### Instructions for the task
Exactly reproduce the lines from the one holding "Indicate the sea" through the final line of the listing below, with both ends included and nothing else.

Photo-based point labeling data
= = = = =
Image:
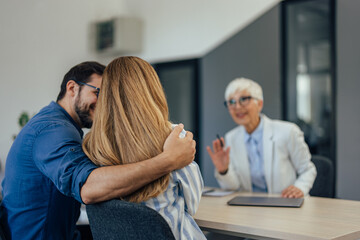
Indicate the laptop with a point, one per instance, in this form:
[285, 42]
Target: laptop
[266, 201]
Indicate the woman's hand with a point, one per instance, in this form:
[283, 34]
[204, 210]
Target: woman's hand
[219, 156]
[292, 192]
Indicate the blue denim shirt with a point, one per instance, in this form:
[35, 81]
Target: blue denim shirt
[45, 170]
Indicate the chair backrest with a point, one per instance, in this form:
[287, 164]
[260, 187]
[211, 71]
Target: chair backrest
[116, 219]
[324, 182]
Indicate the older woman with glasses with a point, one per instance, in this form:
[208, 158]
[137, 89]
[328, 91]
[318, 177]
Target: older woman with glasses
[261, 154]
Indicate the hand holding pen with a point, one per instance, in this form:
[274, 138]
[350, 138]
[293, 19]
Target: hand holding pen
[219, 155]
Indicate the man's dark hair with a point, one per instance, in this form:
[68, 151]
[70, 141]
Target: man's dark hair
[80, 73]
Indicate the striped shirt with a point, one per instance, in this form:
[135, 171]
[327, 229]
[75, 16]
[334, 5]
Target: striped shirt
[180, 201]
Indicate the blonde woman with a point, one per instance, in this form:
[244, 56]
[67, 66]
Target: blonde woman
[131, 124]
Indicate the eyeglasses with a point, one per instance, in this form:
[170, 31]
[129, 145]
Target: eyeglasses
[98, 89]
[243, 101]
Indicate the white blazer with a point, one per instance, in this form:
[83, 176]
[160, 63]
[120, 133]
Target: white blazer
[286, 159]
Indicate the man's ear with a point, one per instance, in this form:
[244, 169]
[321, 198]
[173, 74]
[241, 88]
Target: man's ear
[72, 88]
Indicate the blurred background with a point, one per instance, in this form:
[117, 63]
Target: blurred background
[304, 53]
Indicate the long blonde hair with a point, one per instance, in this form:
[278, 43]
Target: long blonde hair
[131, 120]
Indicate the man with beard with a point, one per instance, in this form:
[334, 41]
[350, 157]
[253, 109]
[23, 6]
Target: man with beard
[48, 176]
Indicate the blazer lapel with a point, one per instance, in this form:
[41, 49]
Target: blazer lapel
[268, 145]
[242, 158]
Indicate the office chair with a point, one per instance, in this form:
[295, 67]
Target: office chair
[324, 182]
[116, 219]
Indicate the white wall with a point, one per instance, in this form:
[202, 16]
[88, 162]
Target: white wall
[179, 29]
[40, 40]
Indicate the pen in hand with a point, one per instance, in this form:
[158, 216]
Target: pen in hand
[218, 137]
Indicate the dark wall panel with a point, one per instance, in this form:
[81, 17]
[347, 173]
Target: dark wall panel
[253, 53]
[348, 99]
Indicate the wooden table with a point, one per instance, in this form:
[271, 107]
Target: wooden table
[317, 218]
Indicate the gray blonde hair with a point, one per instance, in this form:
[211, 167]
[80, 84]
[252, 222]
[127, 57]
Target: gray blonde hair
[241, 84]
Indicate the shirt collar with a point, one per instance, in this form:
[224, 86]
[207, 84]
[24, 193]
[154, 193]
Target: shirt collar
[257, 133]
[67, 115]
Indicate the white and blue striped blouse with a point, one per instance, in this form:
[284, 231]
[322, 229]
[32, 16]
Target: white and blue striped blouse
[180, 201]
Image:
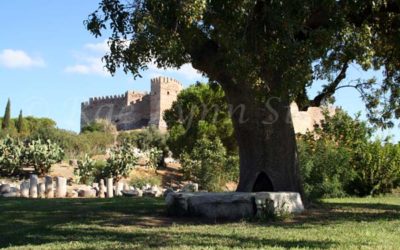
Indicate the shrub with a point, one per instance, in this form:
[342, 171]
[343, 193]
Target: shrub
[141, 181]
[122, 159]
[206, 164]
[100, 125]
[41, 155]
[155, 157]
[85, 170]
[10, 156]
[340, 158]
[149, 140]
[377, 168]
[325, 168]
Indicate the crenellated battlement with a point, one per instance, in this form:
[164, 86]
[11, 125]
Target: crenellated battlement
[164, 80]
[133, 110]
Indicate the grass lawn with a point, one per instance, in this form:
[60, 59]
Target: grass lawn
[126, 223]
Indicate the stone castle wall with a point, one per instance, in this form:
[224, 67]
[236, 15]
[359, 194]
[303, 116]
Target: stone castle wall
[134, 110]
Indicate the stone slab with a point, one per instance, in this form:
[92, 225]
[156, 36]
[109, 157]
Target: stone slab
[230, 205]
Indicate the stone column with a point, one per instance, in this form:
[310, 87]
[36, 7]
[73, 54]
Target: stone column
[42, 190]
[24, 189]
[49, 187]
[102, 189]
[119, 186]
[110, 188]
[126, 187]
[33, 180]
[61, 187]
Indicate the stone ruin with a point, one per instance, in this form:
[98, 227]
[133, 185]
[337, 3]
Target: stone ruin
[134, 110]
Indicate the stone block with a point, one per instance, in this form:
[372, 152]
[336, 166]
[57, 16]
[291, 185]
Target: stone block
[230, 205]
[33, 181]
[61, 187]
[279, 202]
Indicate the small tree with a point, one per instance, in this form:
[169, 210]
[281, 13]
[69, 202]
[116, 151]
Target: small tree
[377, 168]
[207, 165]
[155, 156]
[85, 170]
[7, 116]
[19, 124]
[41, 155]
[122, 159]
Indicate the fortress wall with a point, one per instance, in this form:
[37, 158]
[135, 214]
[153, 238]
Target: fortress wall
[304, 121]
[135, 110]
[164, 92]
[108, 108]
[136, 115]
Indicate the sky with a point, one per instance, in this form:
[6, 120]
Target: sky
[49, 63]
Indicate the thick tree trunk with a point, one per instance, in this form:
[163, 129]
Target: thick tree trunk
[267, 144]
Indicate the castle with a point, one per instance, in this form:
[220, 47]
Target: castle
[134, 110]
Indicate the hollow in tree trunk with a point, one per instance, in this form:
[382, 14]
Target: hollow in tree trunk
[267, 144]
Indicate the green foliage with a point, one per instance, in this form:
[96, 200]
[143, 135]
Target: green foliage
[77, 145]
[41, 155]
[122, 159]
[340, 158]
[10, 156]
[325, 168]
[150, 140]
[155, 157]
[7, 116]
[246, 45]
[100, 125]
[141, 181]
[208, 164]
[378, 168]
[20, 124]
[199, 111]
[85, 170]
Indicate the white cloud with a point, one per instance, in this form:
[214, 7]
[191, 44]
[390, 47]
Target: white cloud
[186, 71]
[98, 47]
[89, 62]
[14, 59]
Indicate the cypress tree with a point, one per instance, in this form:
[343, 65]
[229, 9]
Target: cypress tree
[7, 116]
[20, 122]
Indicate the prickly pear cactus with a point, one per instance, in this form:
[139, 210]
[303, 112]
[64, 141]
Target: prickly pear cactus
[84, 171]
[41, 155]
[122, 159]
[10, 156]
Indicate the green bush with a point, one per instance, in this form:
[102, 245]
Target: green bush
[85, 170]
[41, 155]
[150, 140]
[100, 125]
[122, 159]
[207, 164]
[340, 158]
[377, 168]
[141, 181]
[10, 156]
[325, 168]
[155, 157]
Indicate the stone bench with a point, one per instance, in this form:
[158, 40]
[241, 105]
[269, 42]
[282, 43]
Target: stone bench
[232, 205]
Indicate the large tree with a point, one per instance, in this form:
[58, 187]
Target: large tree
[264, 54]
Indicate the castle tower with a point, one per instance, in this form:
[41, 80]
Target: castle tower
[164, 92]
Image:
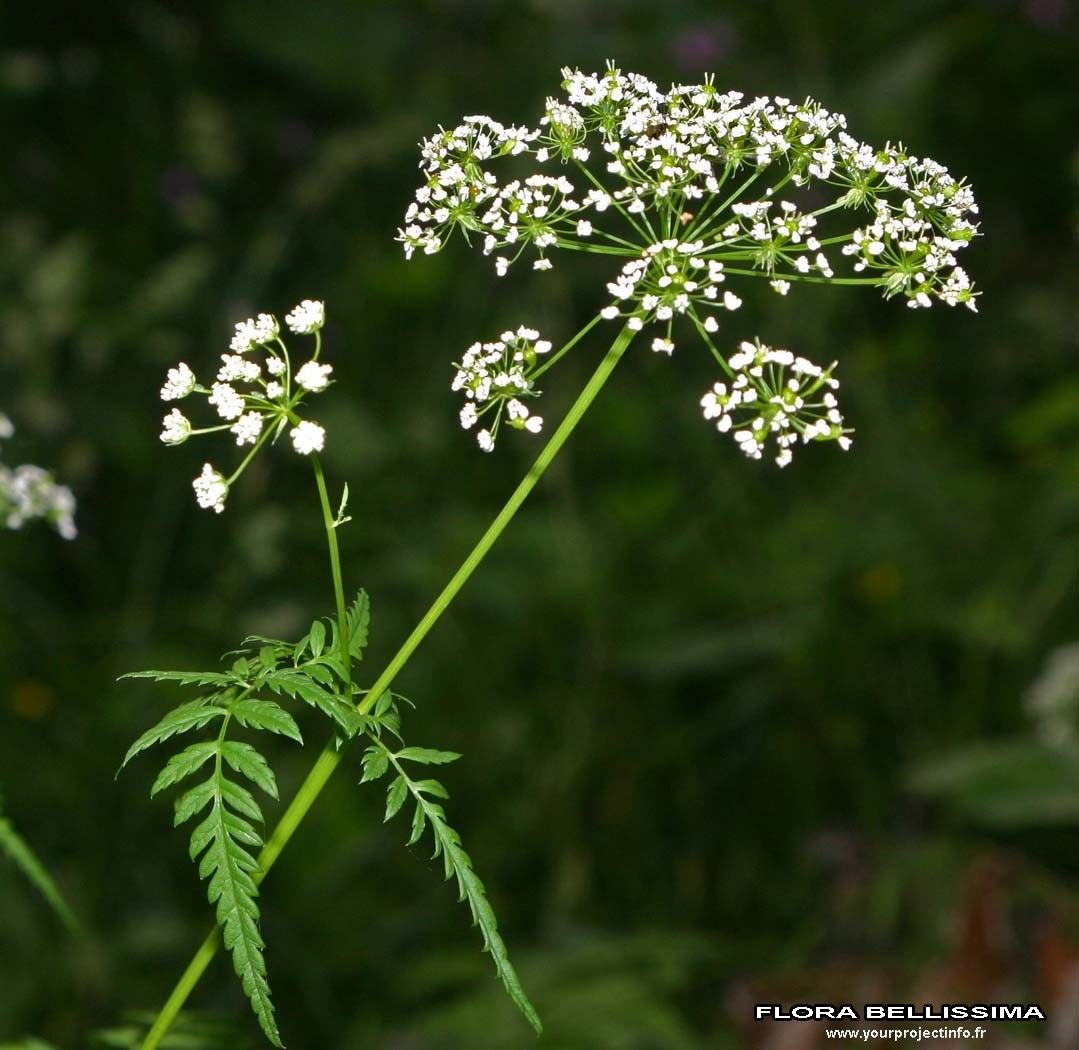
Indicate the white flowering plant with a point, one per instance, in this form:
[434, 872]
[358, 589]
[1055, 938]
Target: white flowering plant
[686, 189]
[29, 493]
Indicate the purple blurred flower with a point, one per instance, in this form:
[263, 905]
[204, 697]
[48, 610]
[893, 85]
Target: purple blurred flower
[1047, 14]
[702, 45]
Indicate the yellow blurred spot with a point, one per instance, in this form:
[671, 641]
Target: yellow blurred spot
[31, 700]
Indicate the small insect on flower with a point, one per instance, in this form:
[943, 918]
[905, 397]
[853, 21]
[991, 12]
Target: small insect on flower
[257, 397]
[212, 489]
[179, 382]
[772, 407]
[308, 437]
[255, 331]
[314, 377]
[176, 427]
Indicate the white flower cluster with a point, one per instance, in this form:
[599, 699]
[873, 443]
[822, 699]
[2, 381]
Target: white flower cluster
[671, 277]
[1052, 700]
[256, 399]
[763, 403]
[698, 166]
[28, 492]
[496, 379]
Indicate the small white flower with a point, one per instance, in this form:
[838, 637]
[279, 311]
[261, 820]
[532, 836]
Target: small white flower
[314, 377]
[179, 382]
[255, 331]
[247, 428]
[210, 489]
[308, 437]
[176, 427]
[228, 403]
[308, 317]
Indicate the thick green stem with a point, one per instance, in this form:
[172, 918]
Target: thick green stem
[328, 519]
[330, 758]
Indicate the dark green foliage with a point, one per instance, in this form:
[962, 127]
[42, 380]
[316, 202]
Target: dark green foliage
[224, 841]
[18, 851]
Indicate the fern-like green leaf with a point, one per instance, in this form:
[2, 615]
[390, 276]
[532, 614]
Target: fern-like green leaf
[183, 764]
[427, 755]
[359, 621]
[294, 682]
[19, 854]
[226, 837]
[187, 717]
[458, 864]
[227, 840]
[186, 678]
[265, 714]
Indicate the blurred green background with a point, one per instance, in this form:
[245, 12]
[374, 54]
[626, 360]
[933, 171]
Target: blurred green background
[731, 734]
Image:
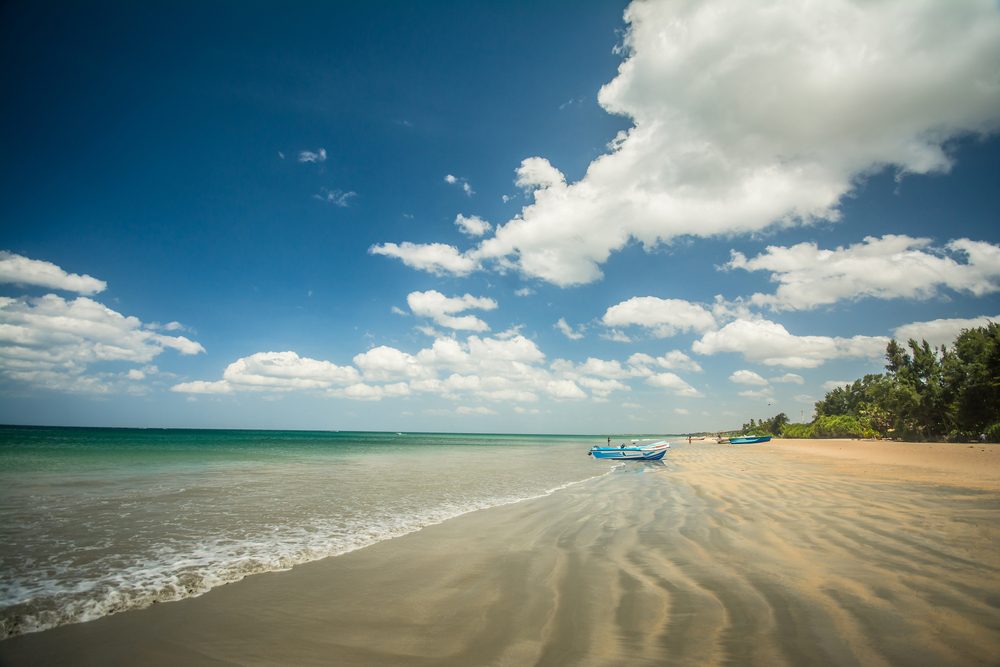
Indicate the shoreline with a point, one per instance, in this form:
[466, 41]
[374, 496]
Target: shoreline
[785, 553]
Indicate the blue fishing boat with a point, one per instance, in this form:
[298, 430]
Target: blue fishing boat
[634, 452]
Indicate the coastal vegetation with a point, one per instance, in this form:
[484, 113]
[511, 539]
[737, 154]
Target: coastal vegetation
[926, 393]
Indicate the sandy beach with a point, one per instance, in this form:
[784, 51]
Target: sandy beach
[792, 553]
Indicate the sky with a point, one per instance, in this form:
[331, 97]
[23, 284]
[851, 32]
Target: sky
[535, 217]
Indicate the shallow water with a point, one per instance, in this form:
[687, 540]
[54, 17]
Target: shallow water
[95, 521]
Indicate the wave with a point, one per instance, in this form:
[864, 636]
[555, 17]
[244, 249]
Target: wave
[180, 571]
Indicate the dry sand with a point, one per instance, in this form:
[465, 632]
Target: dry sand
[792, 553]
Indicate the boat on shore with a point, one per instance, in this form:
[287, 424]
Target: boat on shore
[749, 439]
[637, 452]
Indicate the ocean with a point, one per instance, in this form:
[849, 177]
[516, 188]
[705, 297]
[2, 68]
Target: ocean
[96, 521]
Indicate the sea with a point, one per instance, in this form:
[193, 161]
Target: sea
[95, 521]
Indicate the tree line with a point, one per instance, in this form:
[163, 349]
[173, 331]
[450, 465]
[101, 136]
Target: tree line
[926, 393]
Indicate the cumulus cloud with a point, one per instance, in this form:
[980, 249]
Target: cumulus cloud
[437, 258]
[940, 332]
[360, 391]
[790, 109]
[677, 360]
[460, 181]
[476, 410]
[567, 330]
[830, 385]
[888, 267]
[769, 343]
[662, 317]
[274, 372]
[472, 225]
[21, 270]
[640, 363]
[336, 197]
[673, 382]
[52, 343]
[748, 377]
[443, 310]
[318, 155]
[507, 368]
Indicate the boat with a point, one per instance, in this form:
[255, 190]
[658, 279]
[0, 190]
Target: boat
[749, 439]
[637, 452]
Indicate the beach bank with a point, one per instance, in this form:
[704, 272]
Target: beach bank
[795, 552]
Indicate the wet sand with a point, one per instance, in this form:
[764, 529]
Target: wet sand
[792, 553]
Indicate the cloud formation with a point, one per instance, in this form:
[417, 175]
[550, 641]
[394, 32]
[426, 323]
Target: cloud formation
[791, 107]
[889, 267]
[472, 225]
[336, 197]
[662, 317]
[563, 326]
[52, 343]
[436, 258]
[318, 155]
[21, 270]
[444, 310]
[770, 343]
[940, 332]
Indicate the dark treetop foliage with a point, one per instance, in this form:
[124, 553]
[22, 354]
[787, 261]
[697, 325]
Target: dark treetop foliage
[926, 393]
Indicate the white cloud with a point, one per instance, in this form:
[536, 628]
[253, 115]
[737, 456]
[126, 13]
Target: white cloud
[203, 387]
[756, 393]
[23, 271]
[51, 342]
[567, 330]
[336, 197]
[313, 156]
[673, 382]
[477, 410]
[663, 317]
[748, 377]
[616, 336]
[677, 360]
[564, 389]
[284, 371]
[387, 363]
[436, 258]
[366, 392]
[602, 388]
[506, 368]
[790, 106]
[940, 332]
[769, 343]
[640, 363]
[830, 385]
[536, 173]
[461, 181]
[472, 225]
[884, 268]
[443, 309]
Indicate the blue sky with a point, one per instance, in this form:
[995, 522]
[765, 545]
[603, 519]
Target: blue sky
[528, 217]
= = = = =
### Exercise answer
Indicate the sea with a point, one per instance, in this form:
[193, 161]
Target: sea
[95, 521]
Indicate the tree line with a point, one per instance, in this form:
[163, 349]
[173, 331]
[450, 465]
[101, 136]
Target: tree line
[926, 393]
Indicate the cumulus cloud with a point, one per instance, in this form:
[980, 249]
Target: cumulus cloud
[437, 258]
[940, 332]
[360, 391]
[790, 109]
[677, 360]
[460, 181]
[476, 410]
[567, 330]
[830, 385]
[888, 267]
[769, 343]
[662, 317]
[274, 372]
[472, 225]
[21, 270]
[640, 363]
[336, 197]
[673, 382]
[52, 343]
[748, 377]
[443, 310]
[318, 155]
[507, 368]
Indicate the boat with a point, one per instance, in this form:
[255, 190]
[658, 279]
[0, 190]
Target: boat
[749, 439]
[637, 452]
Indicate the beach bank with a point, one per instance, in this form:
[704, 272]
Target: beach bank
[795, 552]
Indicate the wet sand with a point, one per instance, in this form:
[764, 529]
Target: wet sand
[792, 553]
Indicate the cloud formation with a point, one per instance, in this form:
[417, 175]
[550, 641]
[394, 32]
[426, 323]
Target: cloud formation
[791, 107]
[889, 267]
[472, 225]
[336, 197]
[662, 317]
[563, 326]
[52, 343]
[436, 258]
[318, 155]
[21, 270]
[444, 310]
[770, 343]
[940, 332]
Indicate the dark treetop foliage with a point, one per instance, in this form:
[124, 553]
[22, 354]
[787, 261]
[697, 325]
Target: dark treetop foliage
[926, 393]
Indicate the white cloud with a point, one per instance, in this form:
[536, 628]
[253, 115]
[737, 456]
[126, 13]
Target: white cloud
[203, 387]
[756, 393]
[23, 271]
[51, 342]
[567, 330]
[336, 197]
[313, 156]
[673, 382]
[477, 410]
[663, 317]
[748, 377]
[616, 336]
[677, 360]
[564, 389]
[284, 371]
[387, 363]
[436, 258]
[366, 392]
[602, 388]
[506, 368]
[790, 106]
[940, 332]
[769, 343]
[640, 363]
[830, 385]
[536, 173]
[461, 181]
[472, 225]
[884, 268]
[443, 309]
Indicate the blue sky with a point, one per instance, in this form:
[995, 522]
[765, 545]
[603, 519]
Target: blue sky
[528, 217]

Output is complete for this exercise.